TASK GOAL: Please pick out every line in the records below that contains the string "shirt" and copy each of those lines. Case counts.

----- RECORDS FOR THE EXERCISE

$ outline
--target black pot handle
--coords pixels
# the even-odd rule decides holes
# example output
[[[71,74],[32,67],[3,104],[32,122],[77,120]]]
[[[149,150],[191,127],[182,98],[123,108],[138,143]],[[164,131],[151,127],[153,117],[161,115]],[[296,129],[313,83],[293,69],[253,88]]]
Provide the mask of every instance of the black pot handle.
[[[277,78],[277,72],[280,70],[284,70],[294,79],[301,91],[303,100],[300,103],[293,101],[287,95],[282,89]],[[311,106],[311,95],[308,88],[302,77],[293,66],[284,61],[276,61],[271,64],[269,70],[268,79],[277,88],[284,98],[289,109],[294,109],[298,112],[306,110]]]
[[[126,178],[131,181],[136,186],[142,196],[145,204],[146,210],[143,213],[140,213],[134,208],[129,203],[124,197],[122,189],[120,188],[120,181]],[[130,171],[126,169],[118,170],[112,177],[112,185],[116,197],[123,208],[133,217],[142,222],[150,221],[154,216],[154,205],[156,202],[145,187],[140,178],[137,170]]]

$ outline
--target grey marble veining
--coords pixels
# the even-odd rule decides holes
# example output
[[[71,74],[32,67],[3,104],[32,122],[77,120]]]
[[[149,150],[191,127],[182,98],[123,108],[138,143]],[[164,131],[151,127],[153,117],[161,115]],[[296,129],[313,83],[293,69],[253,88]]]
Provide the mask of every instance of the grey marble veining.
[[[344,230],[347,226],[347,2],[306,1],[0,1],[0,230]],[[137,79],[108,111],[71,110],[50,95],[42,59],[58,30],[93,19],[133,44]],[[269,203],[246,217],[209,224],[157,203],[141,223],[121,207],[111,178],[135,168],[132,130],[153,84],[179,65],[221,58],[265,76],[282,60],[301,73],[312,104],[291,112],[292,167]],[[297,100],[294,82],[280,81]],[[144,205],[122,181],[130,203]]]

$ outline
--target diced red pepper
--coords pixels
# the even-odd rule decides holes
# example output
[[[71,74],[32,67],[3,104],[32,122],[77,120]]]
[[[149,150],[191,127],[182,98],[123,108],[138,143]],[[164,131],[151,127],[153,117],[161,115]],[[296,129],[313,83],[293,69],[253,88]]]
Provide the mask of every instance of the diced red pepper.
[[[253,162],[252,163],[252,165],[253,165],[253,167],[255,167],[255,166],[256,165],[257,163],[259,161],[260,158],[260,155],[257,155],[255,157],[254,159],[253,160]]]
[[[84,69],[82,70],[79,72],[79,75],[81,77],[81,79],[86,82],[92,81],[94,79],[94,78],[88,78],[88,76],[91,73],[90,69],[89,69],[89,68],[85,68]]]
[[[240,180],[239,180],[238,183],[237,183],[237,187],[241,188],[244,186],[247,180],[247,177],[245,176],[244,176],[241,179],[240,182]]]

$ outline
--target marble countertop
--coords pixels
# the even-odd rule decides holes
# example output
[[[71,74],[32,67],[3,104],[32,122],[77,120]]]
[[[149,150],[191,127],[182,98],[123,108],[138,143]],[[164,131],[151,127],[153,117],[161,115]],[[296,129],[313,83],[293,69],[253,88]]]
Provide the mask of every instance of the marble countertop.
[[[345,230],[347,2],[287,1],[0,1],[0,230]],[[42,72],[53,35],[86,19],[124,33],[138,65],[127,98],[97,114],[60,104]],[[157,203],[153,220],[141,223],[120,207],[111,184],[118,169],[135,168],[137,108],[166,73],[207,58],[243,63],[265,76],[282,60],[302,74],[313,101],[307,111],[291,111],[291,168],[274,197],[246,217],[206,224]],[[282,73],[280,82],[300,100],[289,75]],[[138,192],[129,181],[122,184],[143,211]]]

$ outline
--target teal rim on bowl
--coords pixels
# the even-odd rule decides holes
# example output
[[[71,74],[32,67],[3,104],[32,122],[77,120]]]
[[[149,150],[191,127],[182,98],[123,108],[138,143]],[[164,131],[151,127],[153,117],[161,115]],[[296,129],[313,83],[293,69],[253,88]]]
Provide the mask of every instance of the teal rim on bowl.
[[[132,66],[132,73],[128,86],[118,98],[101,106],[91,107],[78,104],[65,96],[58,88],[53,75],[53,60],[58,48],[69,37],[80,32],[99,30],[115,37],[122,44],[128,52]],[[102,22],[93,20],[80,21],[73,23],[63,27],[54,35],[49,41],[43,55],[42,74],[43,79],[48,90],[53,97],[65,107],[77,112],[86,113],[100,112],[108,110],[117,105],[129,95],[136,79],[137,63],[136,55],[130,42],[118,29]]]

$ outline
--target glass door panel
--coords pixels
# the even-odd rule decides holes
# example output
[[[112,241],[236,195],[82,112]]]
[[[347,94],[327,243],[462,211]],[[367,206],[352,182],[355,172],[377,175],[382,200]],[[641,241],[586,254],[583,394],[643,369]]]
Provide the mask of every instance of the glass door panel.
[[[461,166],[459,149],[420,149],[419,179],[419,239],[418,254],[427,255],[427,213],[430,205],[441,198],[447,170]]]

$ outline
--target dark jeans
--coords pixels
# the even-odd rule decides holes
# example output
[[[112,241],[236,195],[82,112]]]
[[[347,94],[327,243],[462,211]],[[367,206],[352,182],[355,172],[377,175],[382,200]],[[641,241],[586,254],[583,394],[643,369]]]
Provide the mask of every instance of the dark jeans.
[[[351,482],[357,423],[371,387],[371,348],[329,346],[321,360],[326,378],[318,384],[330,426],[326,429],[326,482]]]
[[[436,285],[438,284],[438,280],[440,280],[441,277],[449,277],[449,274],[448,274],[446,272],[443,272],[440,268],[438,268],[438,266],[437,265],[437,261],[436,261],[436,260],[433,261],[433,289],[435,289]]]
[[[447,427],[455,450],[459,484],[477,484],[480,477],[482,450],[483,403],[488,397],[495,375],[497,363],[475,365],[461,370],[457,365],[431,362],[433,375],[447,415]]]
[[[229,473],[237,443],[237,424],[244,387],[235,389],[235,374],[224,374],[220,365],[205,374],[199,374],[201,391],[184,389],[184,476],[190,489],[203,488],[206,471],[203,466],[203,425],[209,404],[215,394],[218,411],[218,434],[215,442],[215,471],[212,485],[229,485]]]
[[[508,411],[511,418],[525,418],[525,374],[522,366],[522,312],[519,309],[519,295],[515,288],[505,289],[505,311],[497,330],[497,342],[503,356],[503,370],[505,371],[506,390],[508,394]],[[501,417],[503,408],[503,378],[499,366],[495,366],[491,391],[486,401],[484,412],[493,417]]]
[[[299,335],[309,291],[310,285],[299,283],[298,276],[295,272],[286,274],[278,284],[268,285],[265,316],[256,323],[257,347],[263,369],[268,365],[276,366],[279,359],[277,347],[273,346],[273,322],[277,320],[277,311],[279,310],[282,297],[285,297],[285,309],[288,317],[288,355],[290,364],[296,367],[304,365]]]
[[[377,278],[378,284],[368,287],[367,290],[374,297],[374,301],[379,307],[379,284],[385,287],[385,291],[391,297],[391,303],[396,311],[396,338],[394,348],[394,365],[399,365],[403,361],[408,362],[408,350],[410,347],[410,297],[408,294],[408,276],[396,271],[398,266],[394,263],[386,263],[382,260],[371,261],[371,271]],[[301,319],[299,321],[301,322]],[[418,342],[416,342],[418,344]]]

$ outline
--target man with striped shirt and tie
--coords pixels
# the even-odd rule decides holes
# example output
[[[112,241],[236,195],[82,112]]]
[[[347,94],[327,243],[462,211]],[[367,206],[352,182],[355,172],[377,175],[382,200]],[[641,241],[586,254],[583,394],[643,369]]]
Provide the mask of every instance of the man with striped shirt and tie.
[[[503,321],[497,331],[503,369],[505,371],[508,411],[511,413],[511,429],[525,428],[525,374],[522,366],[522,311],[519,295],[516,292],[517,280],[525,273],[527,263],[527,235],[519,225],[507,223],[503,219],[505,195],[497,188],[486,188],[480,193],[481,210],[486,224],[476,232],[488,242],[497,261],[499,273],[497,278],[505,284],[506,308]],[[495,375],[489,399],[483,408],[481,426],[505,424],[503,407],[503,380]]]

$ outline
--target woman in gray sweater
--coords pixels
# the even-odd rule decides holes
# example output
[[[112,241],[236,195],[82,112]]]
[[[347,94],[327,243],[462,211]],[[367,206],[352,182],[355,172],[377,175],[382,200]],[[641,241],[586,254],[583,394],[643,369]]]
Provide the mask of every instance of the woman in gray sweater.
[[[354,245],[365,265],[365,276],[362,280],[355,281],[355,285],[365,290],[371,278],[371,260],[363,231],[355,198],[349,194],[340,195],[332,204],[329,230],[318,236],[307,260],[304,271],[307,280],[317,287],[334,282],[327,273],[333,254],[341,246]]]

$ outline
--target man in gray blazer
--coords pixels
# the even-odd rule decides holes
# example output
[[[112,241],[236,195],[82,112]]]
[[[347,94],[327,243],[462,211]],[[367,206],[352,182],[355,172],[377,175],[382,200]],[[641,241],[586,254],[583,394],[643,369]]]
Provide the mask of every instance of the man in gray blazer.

----------

RESULT BELOW:
--target man with striped shirt and tie
Provide the mask of every instance of the man with striped shirt and tie.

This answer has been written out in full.